** Challenge A **
According to the account of the spiritual experience, in what year did the incident take place?
** Challenge B **
Copy out, word for word, the stretch of the records from the line containing "For the scoring pass, find every instance of the white striped" through the line containing "[[385, 193], [516, 194], [519, 194]]".

>> START Document segment

Type of Spiritual Experience

Background

Joan, who originally came from Dublin but who now lives in kent, UK.  This incident happened in 1948.

A description of the experience

I was just eight years old at the time and we lived with my grandparents in Dublin. My dad had left us when we were kids. He left us a matter of months after my little brother died. We went straight to my grandparents. My mum wasn't doing too well. She was losing her temper with me a lot. She was hitting me about. She didn't seem to be able to stop.  Somebody else always had to stop her. She just couldn't cope.  My cousins also lived with my grandparents and one day one of them had a birthday. He was three months older than me and we were close. It must have been August time because his birthday is 31 August. He hadn't received a birthday card yet from his mum, who lived in England. He was upset. So I took some pennies that the gasman had left and bought him a present. I got a beating from my mum, as a result, because I had done something wrong.

My mum started beating me downstairs and she then dragged me upstairs. The bedroom was shut and she was knocking me about. It was a terrible beating. It was life- threatening because it gave me a collapsed lung. Suddenly I switched off to what was happening to me. I stopped thinking about me.  I didn't feel that I was being badly beaten. I didn't have any conscious notion of the bedroom at all. Instead I was suddenly looking at my grandmother, who was an invalid, from up on a height. She was trying to get up the stairs to stop my mum from hitting me. She was trying to rescue me.

>> END Document segment
>> START Exercise data

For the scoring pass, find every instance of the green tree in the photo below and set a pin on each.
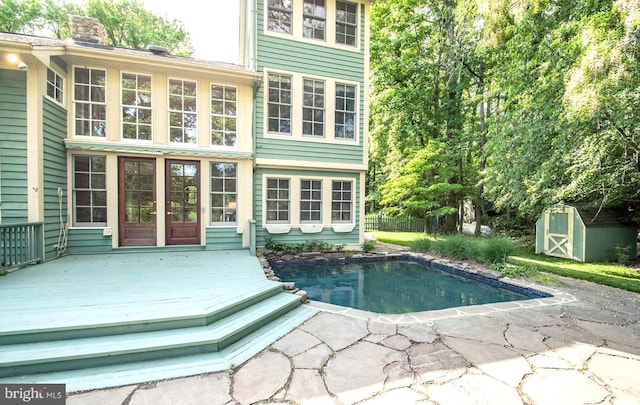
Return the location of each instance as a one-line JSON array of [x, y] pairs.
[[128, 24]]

>> END Exercise data
>> START Exercise data

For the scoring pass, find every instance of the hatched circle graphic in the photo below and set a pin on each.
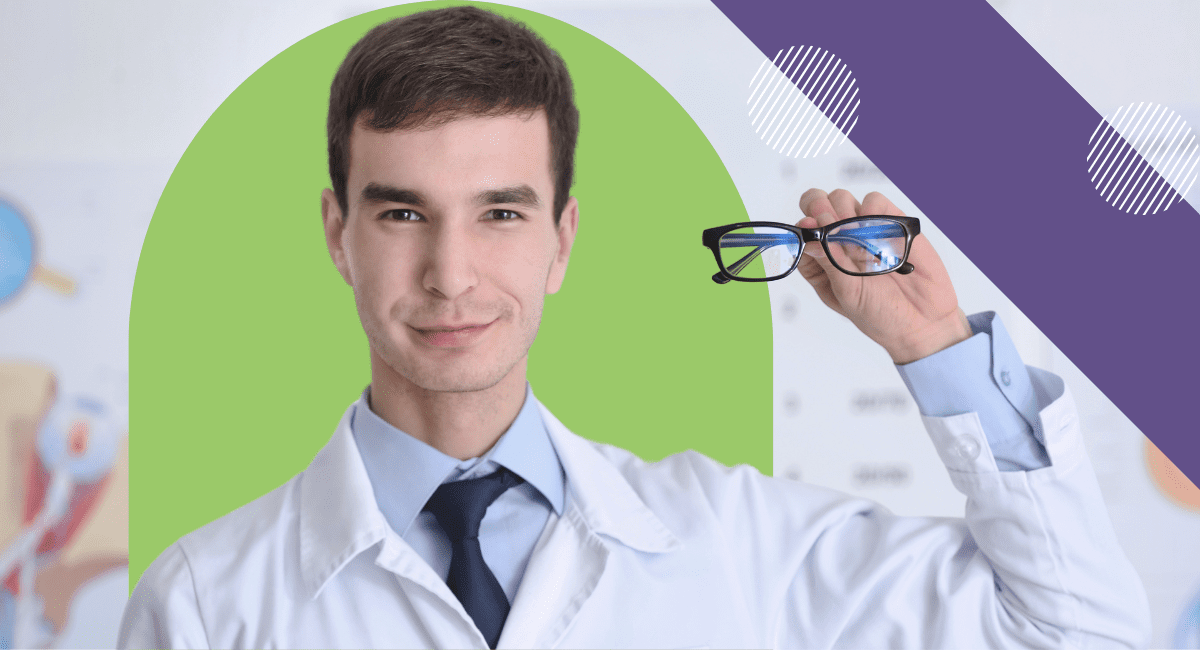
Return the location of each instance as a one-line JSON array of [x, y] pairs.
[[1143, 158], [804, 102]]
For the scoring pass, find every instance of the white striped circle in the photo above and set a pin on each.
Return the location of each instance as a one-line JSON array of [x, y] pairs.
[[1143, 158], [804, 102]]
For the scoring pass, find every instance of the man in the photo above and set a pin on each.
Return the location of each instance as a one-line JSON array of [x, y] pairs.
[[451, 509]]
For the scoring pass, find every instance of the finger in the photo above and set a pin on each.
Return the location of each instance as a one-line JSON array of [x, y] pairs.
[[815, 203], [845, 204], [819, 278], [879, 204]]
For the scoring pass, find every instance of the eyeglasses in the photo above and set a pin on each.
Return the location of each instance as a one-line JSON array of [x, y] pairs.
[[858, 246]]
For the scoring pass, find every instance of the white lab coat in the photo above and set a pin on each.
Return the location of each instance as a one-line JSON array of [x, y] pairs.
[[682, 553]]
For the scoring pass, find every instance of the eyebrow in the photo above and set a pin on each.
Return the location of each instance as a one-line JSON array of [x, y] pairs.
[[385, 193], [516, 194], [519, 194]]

>> END Exercise data

** Written answer A **
1948

** Written answer B **
For the scoring pass, find every instance of the white striped circle in the photo above and set a pin on each.
Return the location of each instance as a one-line JSON array of [x, y] pairs.
[[1143, 158], [804, 102]]
For the scoring pass, find every instance of the man in the photo above and set a pin on each.
Return the location of each instance as a one-line JSON array of [x, y] pairs.
[[451, 509]]
For the scoring pass, find every instance of the finger in the photo above and set a pin on each.
Return the location of each instance as a one-line JSON array of [x, y] pairs.
[[815, 203], [845, 204], [819, 278], [879, 204]]
For the scoring pass, find every instance of the eyeglasses in the photo above and set a pin on each.
Return the location of each instance as a one-line JSON array of [x, y] pairs.
[[858, 246]]
For the scoring pass, find every instance of the white lab coat in the photo above and set a pin on each.
Return the location of each instance as a one-line JSON array of [x, y] pairs.
[[682, 553]]
For the scoring pass, find every instance of the eyebrow in the photo above and set a pin on each.
Return the location of each instance as a one-line JSON array of [x, y] pairs.
[[385, 193], [516, 194], [519, 194]]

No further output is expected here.